:: PASSAGE SHOWN

Earlier, the DGCA had stopped operations of passenger flights on all domestic routes from March 25 to March 31.

Suspension of domestic flights extended till April 14 in view of lockdown
Money Coronavirus Friday, March 27, 2020 - 19:06

Aviation regulator DGCA has extended the suspension of domestic flights by a fortnight till April 14 in view of the ongoing 21-day nationwide lockdown due to the coronavirus crisis.

The Director General of Civil Aviation had earlier stopped operations of passenger flights on all domestic routes from March 25 to March 31.

"All domestic operators engage in scheduled, non-scheduled and private aircraft operations in India shall ensure strict compliance of the order," said a DGCA circular.

Prime Minister Narendra Modi on Tuesday announced a 21-day lockdown to contain the spread of the disease.

::::
:: EXCERPTED DATA

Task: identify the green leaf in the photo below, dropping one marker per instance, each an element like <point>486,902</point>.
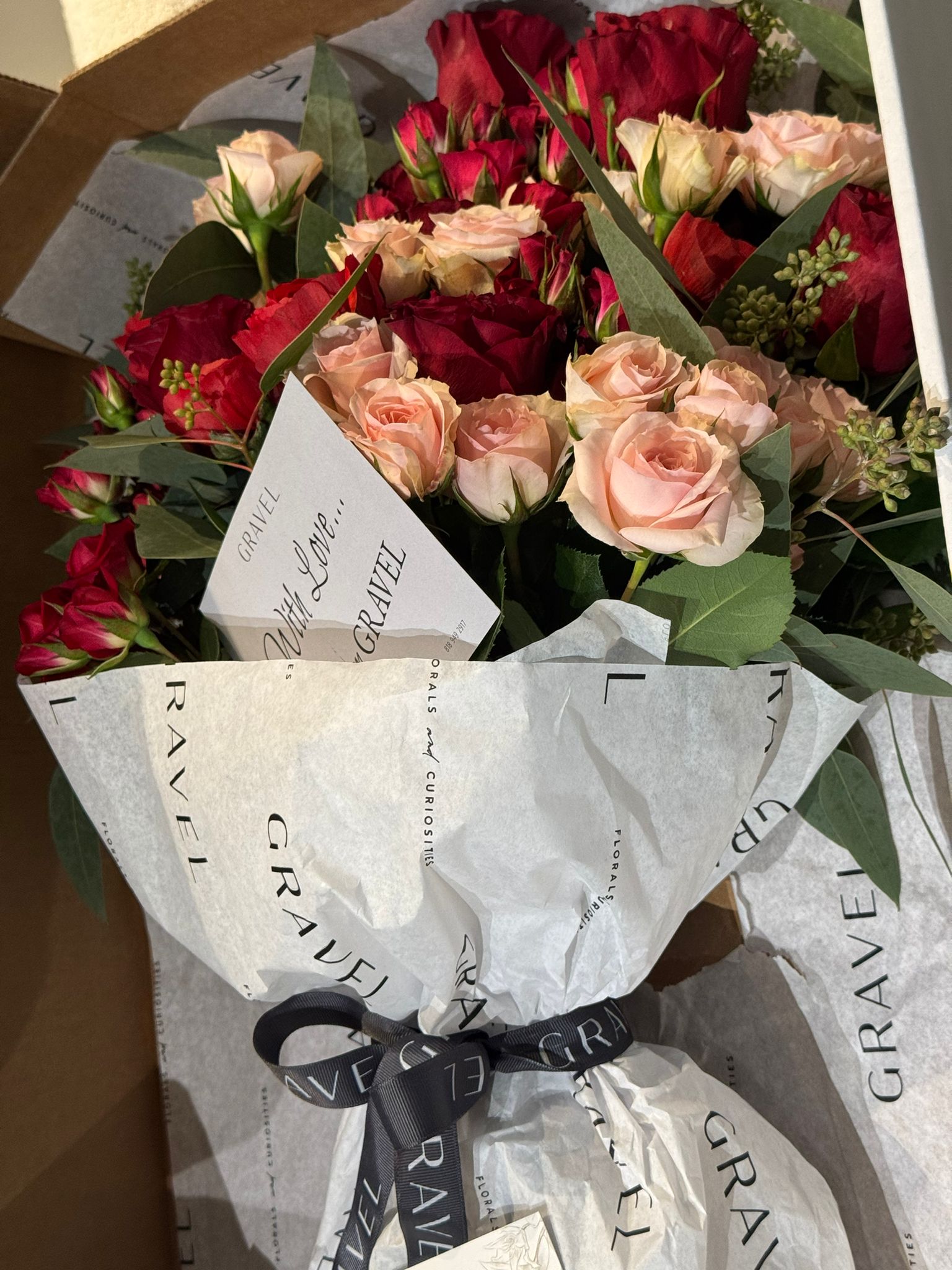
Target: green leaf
<point>295,351</point>
<point>837,43</point>
<point>769,466</point>
<point>314,230</point>
<point>60,550</point>
<point>650,305</point>
<point>580,574</point>
<point>798,230</point>
<point>519,625</point>
<point>822,563</point>
<point>190,150</point>
<point>332,127</point>
<point>731,611</point>
<point>208,642</point>
<point>847,659</point>
<point>208,260</point>
<point>843,802</point>
<point>622,215</point>
<point>163,535</point>
<point>933,600</point>
<point>76,843</point>
<point>838,357</point>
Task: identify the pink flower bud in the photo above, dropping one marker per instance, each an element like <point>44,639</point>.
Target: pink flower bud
<point>110,393</point>
<point>83,495</point>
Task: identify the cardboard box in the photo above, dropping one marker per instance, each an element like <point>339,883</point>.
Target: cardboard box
<point>77,1067</point>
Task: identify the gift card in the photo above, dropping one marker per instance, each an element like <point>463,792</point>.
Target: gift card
<point>323,561</point>
<point>523,1245</point>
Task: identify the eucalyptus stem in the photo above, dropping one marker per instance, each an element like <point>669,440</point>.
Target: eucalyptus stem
<point>638,573</point>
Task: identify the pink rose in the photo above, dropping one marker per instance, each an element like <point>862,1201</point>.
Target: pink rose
<point>509,454</point>
<point>655,484</point>
<point>400,252</point>
<point>631,371</point>
<point>729,398</point>
<point>470,247</point>
<point>348,353</point>
<point>407,430</point>
<point>794,155</point>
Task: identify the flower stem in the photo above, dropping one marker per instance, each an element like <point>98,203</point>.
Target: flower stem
<point>511,539</point>
<point>638,573</point>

::::

Transcribe, verbatim, the part of the news item on the flight suspension between "Suspension of domestic flights extended" and "of the disease.", inclusive.

Suspension of domestic flights extended till April 14 in view of lockdown
Money Coronavirus Friday, March 27, 2020 - 19:06

Aviation regulator DGCA has extended the suspension of domestic flights by a fortnight till April 14 in view of the ongoing 21-day nationwide lockdown due to the coronavirus crisis.

The Director General of Civil Aviation had earlier stopped operations of passenger flights on all domestic routes from March 25 to March 31.

"All domestic operators engage in scheduled, non-scheduled and private aircraft operations in India shall ensure strict compliance of the order," said a DGCA circular.

Prime Minister Narendra Modi on Tuesday announced a 21-day lockdown to contain the spread of the disease.